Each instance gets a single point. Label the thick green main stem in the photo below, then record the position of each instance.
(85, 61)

* * *

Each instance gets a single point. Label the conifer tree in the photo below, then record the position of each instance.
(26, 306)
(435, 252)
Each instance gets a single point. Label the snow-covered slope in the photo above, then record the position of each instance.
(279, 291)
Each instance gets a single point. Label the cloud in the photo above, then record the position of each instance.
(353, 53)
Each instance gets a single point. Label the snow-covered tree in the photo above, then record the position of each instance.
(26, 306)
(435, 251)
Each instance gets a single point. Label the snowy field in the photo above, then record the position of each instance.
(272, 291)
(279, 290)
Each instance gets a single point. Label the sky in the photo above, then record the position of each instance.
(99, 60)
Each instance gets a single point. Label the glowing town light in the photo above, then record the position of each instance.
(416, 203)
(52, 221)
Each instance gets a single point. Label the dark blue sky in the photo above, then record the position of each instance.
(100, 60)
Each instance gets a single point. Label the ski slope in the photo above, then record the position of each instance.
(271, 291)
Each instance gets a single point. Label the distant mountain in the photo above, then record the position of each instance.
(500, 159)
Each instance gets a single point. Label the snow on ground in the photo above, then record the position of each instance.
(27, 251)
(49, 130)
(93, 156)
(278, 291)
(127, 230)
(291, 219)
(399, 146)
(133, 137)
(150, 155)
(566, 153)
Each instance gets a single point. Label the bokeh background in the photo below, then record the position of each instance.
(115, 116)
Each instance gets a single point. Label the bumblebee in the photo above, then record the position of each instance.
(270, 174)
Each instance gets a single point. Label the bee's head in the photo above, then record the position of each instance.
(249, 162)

# Written request:
How many lines in the items above contain the word "tree"? Reply with the number only.

# In response:
2